__LISTED ENTRIES__
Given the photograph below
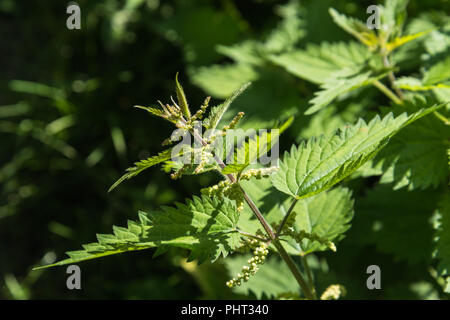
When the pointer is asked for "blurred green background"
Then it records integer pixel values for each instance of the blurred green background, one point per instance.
(68, 131)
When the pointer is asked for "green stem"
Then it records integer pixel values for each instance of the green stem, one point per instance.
(280, 228)
(272, 236)
(387, 92)
(391, 77)
(441, 117)
(254, 236)
(309, 275)
(294, 269)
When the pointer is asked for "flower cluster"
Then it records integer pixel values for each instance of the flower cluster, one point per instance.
(258, 173)
(227, 189)
(259, 256)
(302, 234)
(333, 292)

__WORK INSTRUCTION__
Word for word, quote the lines above. Omit the pictures.

__OUTPUT FOR THIS EXERCISE__
Given the photograph below
When the pointer is asked for "blurred green background"
Then it records integer pixel values for each instance of the blurred green background, one point per instance.
(68, 131)
When the pointer is asked for "green stem"
Then it records integer pixel values for each instance of the green stem, one point per instance.
(280, 228)
(272, 236)
(387, 92)
(391, 77)
(441, 117)
(254, 236)
(309, 275)
(294, 269)
When the pointer is asked for "flower cluster"
Then it records integer pixel values for each instance of the flower cluster, one point per instance.
(258, 173)
(227, 189)
(259, 256)
(302, 234)
(333, 292)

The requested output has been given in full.